>> START
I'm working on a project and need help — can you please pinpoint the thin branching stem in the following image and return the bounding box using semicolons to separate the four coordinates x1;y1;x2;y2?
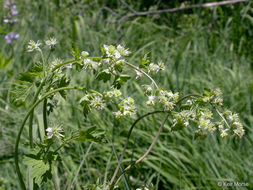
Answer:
111;113;170;189
43;98;48;134
125;62;159;89
110;110;165;184
110;94;202;187
14;87;80;190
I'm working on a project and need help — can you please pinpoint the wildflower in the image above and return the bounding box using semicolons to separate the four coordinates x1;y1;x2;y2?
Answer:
106;89;122;98
117;45;131;56
90;95;106;110
4;32;19;44
135;70;143;79
186;100;192;106
27;40;41;52
158;61;165;71
52;58;63;67
148;63;160;72
158;90;179;111
234;127;245;138
114;97;136;119
45;38;57;49
146;96;155;106
220;129;228;138
83;59;99;70
46;127;64;139
11;5;18;16
81;51;89;58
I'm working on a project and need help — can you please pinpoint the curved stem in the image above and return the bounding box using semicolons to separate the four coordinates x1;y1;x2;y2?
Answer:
29;78;46;148
14;87;81;190
176;94;203;104
110;113;169;189
52;59;78;72
43;99;47;134
110;111;165;184
110;94;202;184
125;62;159;89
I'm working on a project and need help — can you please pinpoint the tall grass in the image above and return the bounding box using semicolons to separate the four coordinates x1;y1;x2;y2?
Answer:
0;0;253;190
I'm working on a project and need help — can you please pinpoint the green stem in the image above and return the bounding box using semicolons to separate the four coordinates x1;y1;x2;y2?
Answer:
29;78;46;148
125;62;159;89
110;111;165;184
110;113;170;189
52;59;78;72
110;94;202;184
14;87;80;190
43;99;47;134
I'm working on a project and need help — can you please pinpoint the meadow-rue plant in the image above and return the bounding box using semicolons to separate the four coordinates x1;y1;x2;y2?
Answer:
3;0;19;44
45;38;57;50
12;38;245;190
27;40;41;52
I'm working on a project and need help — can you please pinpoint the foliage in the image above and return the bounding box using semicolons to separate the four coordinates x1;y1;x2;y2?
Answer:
0;1;253;189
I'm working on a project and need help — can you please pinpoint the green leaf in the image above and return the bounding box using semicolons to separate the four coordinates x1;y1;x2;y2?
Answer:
24;157;50;184
0;53;12;69
139;52;151;68
113;75;131;89
171;120;185;131
57;75;70;99
96;69;111;82
73;127;105;143
11;84;33;106
71;44;81;59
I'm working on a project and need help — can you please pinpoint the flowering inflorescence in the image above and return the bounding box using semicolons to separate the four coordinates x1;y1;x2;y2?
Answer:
169;90;245;138
3;0;19;44
27;38;244;138
46;127;64;139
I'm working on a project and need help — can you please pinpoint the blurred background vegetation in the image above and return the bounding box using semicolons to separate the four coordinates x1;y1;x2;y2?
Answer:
0;0;253;190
>> END
**Set problem**.
Recast all of the data above as a numbered list with one line per item, skipping any blank lines. Leave the picture out.

**Exercise result**.
1. I'm working on a project and need help — can you please pinpoint the thin branching stem in the following image and return the bounding box using semicolons to separate the four coordinates x1;y1;x2;y2?
2. Answer:
3. 111;113;170;189
4. 43;98;48;134
5. 125;62;159;89
6. 110;110;165;184
7. 110;94;202;187
8. 14;87;80;190
9. I'm working on a project and need help — can you please pinpoint the wildflower in the image above and return the bounding box using semicolons to separate the four coordinates x1;y1;x2;y2?
10. Answer:
11. 106;89;122;98
12. 117;45;131;56
13. 90;95;106;110
14. 4;32;19;44
15. 135;70;143;79
16. 186;100;192;106
17. 27;40;41;52
18. 158;61;165;71
19. 52;58;63;67
20. 148;63;160;72
21. 158;90;179;111
22. 234;127;245;138
23. 114;97;136;119
24. 45;38;57;49
25. 146;96;155;106
26. 220;129;228;138
27. 83;59;99;70
28. 46;127;64;139
29. 11;5;18;16
30. 81;51;89;58
31. I'm working on a project and need help — can you please pinpoint the curved stem in the image above and return the bounding box using semicolons to separate the four coordinates x1;y1;x2;y2?
32. Answer:
33. 29;78;46;148
34. 14;87;81;190
35. 176;94;203;104
36. 110;113;169;189
37. 52;59;78;72
38. 43;99;47;134
39. 110;111;165;184
40. 110;94;202;184
41. 125;62;159;89
42. I'm working on a project and need help — can you please pinpoint the tall grass in the image above and return the bounding box using semicolons to separate the four coordinates x1;y1;x2;y2?
43. Answer:
44. 0;0;253;190
45. I'm working on a project and need help — can you please pinpoint the green stem in the image above and return the bounding box using semicolons to separate the four coordinates x1;y1;x2;y2?
46. Answer:
47. 29;78;46;148
48. 125;62;159;89
49. 110;111;165;184
50. 110;113;170;189
51. 52;59;78;72
52. 110;94;202;184
53. 14;87;80;190
54. 43;99;47;134
55. I'm working on a project and need help — can you please pinpoint the meadow-rue plant in the image above and return the bounding box using semicolons to separate the four coordinates x1;y1;x2;y2?
56. Answer:
57. 3;0;19;44
58. 45;38;57;50
59. 12;38;245;190
60. 27;40;41;52
61. I'm working on a project and need help — can you please pinpoint the foliage in the image above and return the bounding box using semicolons to separate the four coordinates x1;y1;x2;y2?
62. Answer:
63. 0;1;253;189
64. I'm working on a project and need help — can you please pinpoint the green leaf in the image above and return the bounding box using semicolons to separate the four coordinates x1;y1;x2;y2?
65. Answer:
66. 24;157;50;184
67. 0;53;12;69
68. 139;52;151;68
69. 113;75;131;89
70. 171;120;185;131
71. 57;75;70;99
72. 96;69;111;82
73. 73;127;105;143
74. 11;84;33;106
75. 71;44;81;59
76. I'm working on a project and need help — can you please pinpoint the flowering inflorescence in the image above and return the bounding box using semicolons to separate the four coordinates x1;y1;x2;y2?
77. Answer:
78. 169;90;245;138
79. 3;0;19;44
80. 27;38;244;138
81. 46;127;64;139
82. I'm working on a project and need help — can you please pinpoint the blurred background vegetation in the image above and return the bounding box using semicolons to separate the four coordinates x1;y1;x2;y2?
83. Answer:
84. 0;0;253;190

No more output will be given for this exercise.